RECORD SET:
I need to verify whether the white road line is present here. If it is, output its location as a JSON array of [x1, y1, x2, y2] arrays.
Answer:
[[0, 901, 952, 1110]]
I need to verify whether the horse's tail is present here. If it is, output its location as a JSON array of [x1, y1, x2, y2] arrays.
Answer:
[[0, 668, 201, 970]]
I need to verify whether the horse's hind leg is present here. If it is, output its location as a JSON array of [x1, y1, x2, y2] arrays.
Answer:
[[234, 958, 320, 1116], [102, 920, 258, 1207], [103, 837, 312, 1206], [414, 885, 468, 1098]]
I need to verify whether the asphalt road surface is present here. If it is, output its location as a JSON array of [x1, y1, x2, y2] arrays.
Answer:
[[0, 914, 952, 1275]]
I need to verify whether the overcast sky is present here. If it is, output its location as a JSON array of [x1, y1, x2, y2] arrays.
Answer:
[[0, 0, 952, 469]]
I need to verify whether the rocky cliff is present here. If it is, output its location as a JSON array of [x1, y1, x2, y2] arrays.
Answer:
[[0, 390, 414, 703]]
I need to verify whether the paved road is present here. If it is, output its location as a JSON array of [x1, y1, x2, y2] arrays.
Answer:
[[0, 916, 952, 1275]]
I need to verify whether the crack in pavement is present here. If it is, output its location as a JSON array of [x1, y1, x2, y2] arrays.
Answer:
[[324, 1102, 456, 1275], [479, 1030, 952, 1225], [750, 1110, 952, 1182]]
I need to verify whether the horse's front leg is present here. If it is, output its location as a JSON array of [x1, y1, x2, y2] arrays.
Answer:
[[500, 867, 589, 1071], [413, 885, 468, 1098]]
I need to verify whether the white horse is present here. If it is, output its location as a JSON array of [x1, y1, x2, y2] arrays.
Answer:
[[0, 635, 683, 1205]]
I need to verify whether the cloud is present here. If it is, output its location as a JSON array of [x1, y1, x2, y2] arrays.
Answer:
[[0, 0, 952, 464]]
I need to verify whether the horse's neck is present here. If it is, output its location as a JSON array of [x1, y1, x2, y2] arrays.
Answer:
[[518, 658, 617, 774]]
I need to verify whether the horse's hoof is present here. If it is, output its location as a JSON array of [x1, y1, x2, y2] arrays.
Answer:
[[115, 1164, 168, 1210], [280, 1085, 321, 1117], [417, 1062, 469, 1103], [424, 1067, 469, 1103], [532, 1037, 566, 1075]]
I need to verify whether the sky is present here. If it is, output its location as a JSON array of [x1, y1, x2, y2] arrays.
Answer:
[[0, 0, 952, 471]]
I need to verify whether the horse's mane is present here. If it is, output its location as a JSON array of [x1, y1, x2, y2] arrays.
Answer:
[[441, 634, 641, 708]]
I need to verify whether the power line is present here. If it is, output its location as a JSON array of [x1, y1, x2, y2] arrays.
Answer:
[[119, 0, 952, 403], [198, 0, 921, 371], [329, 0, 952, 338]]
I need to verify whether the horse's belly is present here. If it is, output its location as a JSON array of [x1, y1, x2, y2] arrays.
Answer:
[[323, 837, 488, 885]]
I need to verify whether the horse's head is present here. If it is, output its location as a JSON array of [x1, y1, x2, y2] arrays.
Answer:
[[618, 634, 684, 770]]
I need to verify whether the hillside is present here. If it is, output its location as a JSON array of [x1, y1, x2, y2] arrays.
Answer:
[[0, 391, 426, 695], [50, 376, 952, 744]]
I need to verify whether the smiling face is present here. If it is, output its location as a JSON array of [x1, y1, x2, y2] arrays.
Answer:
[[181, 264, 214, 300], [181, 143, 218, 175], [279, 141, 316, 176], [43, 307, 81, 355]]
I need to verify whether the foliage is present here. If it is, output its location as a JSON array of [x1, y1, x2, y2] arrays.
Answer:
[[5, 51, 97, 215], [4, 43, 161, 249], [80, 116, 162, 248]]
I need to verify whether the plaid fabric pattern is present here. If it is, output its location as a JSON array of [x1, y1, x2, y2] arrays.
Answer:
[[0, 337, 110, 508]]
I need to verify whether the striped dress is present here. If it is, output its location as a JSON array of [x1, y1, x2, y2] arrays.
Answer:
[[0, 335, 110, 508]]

EXERCISE INSTRUCTIONS: Rewrite every line from the line with "I need to verify whether the crack" to the line with "0, 952, 338]]", both ends included, in full, and add -40 to each coordinate in the answers. Leave all other text in those lines unchanged.

THE SOLUTION:
I need to verify whether the crack in pavement is present here. If it is, output its location as a JSON array of [x1, y1, x2, y2] arrays.
Answer:
[[284, 1062, 416, 1235], [439, 990, 912, 1185], [710, 1070, 912, 1142]]
I need to verify whether the horse's front leg is present here. If it is, output its location as a JSON array of [x1, y1, x2, y2] arrays.
Answer:
[[460, 827, 549, 1031], [373, 845, 428, 1058]]
I need to verify whether the white horse is present here. If it is, output its location as a JSON array of [x1, y1, x2, y2] arrays.
Answer:
[[-40, 595, 643, 1165]]
I need to verify whether the cloud is present here. If it is, output its location as a JSON array of [x1, y1, x2, y2] arrays.
Answer:
[[-40, -40, 912, 424]]
I need to verify whether the horse's neck is present here. If it is, output its location as a JSON array of [x1, y1, x2, y2] arrays.
Answer:
[[478, 618, 577, 734]]
I need to verify whether the horse's hoof is present here. If it is, output its location as a JSON array of [x1, y1, x2, y2] arrays.
Answer:
[[75, 1124, 128, 1170], [240, 1045, 281, 1077], [377, 1022, 429, 1063], [384, 1027, 429, 1063], [492, 997, 526, 1035]]
I need to verify whether the sky is present here. If it is, output its location as a JSON array of [x1, y1, x2, y2] arrays.
Answer:
[[-40, -40, 912, 431]]
I need to verify whether the horse's mane is present here. If it is, output its location as a JSON array of [x1, y1, x2, y2] arrays.
Answer:
[[401, 594, 601, 668]]
I need to verify whether the power line is present here. If it is, output its location as a JSON array of [x1, y1, x2, y2] arrays.
Answer:
[[79, -40, 912, 363], [158, -40, 881, 331], [289, -40, 912, 298]]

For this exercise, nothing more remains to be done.